Saved entries:
------------------------------------
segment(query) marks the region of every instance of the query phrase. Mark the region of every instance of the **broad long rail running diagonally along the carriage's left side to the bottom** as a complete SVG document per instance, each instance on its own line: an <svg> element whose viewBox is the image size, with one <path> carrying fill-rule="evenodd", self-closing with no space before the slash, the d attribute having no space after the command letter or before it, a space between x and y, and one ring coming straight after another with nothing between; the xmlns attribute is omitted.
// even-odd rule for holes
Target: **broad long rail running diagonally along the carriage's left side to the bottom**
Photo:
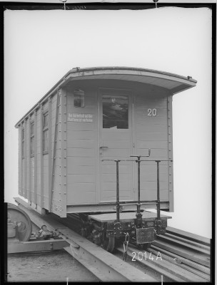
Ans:
<svg viewBox="0 0 217 285"><path fill-rule="evenodd" d="M63 227L63 224L57 222L51 215L41 216L22 199L14 199L38 227L46 224L47 229L59 232L61 237L69 243L69 247L64 247L66 252L69 252L101 281L156 281L151 276L143 273L143 271L133 268L124 261L120 261L118 257L106 252L68 227Z"/></svg>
------------------------------------
## Exercise requirements
Copy the entries exactly. Leave out the images.

## Written solution
segment(query) marks the region of every instance of the query phrase. Mark the region of every instance of the **broad long rail running diagonally along the carriage's left side to the bottom** as a complete SVG document per instance, each instance on its own line: an <svg> element whose viewBox is the image size, with one <path> carrying fill-rule="evenodd", self-closing with no space before the slash, the d attribute having no space after the command letter or before it, a space between x and y, and one ring coming straight after another with nothing between; the xmlns attribute is omitted.
// even-odd rule for holes
Target: **broad long rail running diagonally along the carriage's left side to the bottom**
Photo:
Ans:
<svg viewBox="0 0 217 285"><path fill-rule="evenodd" d="M63 227L63 224L57 222L51 215L41 216L22 199L14 199L38 227L46 224L47 229L59 232L61 237L69 243L69 247L64 247L66 252L69 252L101 281L156 281L151 276L143 273L143 271L133 268L124 261L120 261L118 257L106 252L68 227Z"/></svg>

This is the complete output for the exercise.